WHAT YOU NEED TO DO —
In the records below, the line with "of the niche" opens the range and the line with "the rose petal, reported" closes it; print that range exactly and nothing else.

[Opening DATA RECORDS section]

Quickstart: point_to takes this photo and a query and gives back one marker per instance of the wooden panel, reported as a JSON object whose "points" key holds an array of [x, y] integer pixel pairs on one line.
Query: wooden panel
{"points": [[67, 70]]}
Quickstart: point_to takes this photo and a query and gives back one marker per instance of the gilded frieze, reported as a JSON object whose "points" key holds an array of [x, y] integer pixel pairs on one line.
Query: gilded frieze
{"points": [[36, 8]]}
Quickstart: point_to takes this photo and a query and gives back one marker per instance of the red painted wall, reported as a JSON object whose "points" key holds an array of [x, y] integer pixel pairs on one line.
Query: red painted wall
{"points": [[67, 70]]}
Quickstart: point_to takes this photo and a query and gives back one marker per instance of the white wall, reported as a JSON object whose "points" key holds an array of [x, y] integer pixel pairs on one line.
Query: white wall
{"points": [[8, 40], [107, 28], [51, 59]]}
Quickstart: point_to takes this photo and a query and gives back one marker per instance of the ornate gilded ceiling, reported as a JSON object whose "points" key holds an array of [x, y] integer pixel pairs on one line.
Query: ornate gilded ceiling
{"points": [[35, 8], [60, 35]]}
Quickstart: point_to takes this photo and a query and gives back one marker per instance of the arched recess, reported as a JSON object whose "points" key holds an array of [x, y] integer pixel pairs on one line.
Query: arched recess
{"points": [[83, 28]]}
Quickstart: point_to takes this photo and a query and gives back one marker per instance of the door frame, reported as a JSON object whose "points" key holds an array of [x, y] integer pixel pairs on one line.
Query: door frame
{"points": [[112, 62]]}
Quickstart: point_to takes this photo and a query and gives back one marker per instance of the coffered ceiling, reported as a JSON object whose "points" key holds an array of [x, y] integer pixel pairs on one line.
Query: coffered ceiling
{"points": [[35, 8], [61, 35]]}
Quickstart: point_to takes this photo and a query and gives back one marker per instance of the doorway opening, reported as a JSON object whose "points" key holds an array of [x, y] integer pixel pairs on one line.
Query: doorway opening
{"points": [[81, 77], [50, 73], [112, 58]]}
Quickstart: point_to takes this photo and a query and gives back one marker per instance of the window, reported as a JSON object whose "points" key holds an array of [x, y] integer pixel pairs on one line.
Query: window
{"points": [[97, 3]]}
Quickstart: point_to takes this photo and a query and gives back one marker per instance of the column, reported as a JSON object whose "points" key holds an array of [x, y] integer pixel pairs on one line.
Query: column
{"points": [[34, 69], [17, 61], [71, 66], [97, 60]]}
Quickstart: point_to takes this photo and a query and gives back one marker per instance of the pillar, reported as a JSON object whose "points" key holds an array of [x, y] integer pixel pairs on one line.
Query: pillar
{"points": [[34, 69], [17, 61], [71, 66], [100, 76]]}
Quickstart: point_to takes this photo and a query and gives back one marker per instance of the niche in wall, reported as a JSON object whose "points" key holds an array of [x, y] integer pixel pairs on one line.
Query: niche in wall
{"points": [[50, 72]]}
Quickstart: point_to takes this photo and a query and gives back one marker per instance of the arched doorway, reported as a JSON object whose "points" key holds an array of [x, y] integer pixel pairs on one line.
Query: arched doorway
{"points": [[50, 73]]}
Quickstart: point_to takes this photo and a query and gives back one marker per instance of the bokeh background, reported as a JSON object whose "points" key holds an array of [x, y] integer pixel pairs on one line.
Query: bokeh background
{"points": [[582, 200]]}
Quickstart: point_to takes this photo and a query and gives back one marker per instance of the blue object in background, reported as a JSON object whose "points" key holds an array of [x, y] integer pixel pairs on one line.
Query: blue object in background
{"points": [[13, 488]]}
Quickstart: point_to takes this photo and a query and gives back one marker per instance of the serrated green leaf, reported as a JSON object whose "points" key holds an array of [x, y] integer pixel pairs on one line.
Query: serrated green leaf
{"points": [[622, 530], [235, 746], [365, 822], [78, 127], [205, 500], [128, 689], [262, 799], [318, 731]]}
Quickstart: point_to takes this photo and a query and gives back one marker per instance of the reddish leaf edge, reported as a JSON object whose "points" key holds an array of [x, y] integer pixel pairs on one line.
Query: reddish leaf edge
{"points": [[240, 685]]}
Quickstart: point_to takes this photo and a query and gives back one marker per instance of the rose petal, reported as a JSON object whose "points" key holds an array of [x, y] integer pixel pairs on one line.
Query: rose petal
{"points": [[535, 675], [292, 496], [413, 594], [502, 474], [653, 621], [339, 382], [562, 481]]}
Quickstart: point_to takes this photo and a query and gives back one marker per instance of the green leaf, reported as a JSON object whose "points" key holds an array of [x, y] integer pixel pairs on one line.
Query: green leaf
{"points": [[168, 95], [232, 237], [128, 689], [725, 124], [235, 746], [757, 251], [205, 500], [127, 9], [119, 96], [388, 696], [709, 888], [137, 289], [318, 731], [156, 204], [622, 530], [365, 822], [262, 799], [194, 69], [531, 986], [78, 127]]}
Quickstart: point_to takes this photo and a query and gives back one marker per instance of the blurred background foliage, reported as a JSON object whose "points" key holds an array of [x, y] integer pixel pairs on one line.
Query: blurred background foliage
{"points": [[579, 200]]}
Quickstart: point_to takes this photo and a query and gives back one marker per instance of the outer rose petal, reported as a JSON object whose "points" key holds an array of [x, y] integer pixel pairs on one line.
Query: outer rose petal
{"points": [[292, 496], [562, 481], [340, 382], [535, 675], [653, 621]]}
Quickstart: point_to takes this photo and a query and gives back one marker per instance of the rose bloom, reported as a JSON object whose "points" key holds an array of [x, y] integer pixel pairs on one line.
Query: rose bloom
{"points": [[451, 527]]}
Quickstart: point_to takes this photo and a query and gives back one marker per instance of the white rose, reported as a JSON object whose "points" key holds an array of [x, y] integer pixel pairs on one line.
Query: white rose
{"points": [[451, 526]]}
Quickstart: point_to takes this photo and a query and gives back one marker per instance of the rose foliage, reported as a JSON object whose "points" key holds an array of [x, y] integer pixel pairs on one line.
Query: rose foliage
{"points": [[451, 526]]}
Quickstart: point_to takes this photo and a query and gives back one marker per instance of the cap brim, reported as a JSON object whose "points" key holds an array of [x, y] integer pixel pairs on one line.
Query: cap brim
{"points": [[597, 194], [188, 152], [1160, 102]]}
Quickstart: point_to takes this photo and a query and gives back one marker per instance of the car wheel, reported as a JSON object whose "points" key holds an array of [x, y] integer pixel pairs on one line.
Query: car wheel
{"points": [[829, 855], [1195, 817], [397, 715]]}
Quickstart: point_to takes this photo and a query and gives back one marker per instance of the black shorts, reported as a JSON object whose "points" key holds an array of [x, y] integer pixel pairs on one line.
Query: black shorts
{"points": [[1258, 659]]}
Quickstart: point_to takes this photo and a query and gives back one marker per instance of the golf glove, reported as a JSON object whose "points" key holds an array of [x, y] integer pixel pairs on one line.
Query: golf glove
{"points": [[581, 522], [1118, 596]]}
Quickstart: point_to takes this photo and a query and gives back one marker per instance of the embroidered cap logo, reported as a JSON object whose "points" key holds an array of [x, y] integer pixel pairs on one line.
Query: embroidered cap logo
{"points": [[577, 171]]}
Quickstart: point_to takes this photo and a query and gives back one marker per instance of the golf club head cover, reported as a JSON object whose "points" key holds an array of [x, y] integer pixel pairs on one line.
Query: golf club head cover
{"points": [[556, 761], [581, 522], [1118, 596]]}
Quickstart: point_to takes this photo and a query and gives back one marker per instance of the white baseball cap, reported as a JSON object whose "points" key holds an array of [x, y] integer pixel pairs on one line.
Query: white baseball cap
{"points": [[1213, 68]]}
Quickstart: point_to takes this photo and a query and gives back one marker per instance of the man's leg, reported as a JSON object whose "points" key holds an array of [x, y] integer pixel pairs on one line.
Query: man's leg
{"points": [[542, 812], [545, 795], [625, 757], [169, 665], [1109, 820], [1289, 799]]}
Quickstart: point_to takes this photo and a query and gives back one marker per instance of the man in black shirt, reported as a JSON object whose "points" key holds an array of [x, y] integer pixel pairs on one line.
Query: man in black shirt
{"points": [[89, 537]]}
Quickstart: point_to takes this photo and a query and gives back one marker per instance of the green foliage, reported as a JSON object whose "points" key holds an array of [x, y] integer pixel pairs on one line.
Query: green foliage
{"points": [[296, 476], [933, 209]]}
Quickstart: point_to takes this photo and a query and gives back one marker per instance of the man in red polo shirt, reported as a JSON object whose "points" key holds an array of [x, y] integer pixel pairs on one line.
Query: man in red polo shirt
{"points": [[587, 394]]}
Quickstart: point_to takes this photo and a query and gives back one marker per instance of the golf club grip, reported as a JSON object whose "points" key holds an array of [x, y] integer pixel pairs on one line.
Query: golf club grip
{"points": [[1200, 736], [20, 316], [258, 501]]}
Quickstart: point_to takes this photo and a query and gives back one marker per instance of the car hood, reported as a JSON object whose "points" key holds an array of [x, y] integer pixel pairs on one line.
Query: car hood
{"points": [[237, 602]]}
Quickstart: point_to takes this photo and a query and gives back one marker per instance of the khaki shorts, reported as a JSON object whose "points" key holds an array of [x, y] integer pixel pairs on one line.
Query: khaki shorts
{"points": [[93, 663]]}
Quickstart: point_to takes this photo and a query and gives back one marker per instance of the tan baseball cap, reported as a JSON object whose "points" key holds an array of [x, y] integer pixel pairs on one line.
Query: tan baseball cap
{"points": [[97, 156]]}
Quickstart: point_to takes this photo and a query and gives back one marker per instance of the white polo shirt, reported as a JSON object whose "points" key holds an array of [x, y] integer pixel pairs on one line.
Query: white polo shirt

[Closing DATA RECORDS section]

OUTPUT OF THE TASK —
Quickstart: point_to takes this photo and a query and gives back one marker per instance of the niche in wall, reported as a JSON object whose "points" key holds an array of [x, y] integer pixel pairs on one line.
Query: niche in wall
{"points": [[50, 72]]}
Quickstart: point_to takes this photo and a query and gives back one marker per instance of the arched doorway, reported as a JSON object whose "points" key holds an array of [x, y] integer pixel pairs on one line.
Query: arched doorway
{"points": [[50, 73]]}
Quickstart: point_to takes this photo and a query and gives back one marker per instance of the bokeh background, reported as a JSON object whose "points" key holds an array of [x, y] integer pixel pairs on one line.
Query: bokeh background
{"points": [[582, 200]]}
Quickstart: point_to takes this photo and a query and gives back one marker per instance of the blue object in background, reported as a JSON object whose "points" key holds an array of [x, y] integer pixel pairs on one line.
Query: blue object in background
{"points": [[13, 488]]}
Quickstart: point_to takes this photo and a query and gives back one marker per instance of the serrated green leaf, reported as a JSON object whose "points" key holds an array of [x, y] integer pixel pairs on one line.
Query: serrated green leaf
{"points": [[622, 530], [235, 746], [365, 822], [78, 127], [205, 500], [128, 689], [262, 799], [318, 731]]}
Quickstart: point_to takes this photo and a query and gives back one marker per instance of the reddish leaf edge, reported as a JSON object whose "points" key holds an array of [x, y] integer pixel pairs on one line.
Query: reddish leaf edge
{"points": [[240, 685]]}
Quickstart: point_to takes this photo and a query and gives back one marker per instance of the rose petal, reported as a JSON object whose "points" key holds an array of [x, y] integer pixel pairs on one line.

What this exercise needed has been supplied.